WHAT TO DO
Copy the text of every item below word for word, leaving out the pictures.

========

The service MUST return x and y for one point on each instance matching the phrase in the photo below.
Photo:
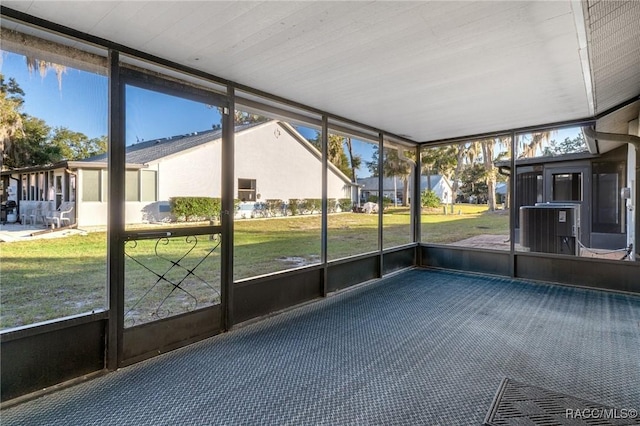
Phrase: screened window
(567, 187)
(247, 189)
(91, 187)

========

CORRECT RESULT
The service MUST return x and y for one point on each instance matching the phrase in the photo below.
Photo:
Phrase: screened window
(567, 187)
(247, 189)
(91, 187)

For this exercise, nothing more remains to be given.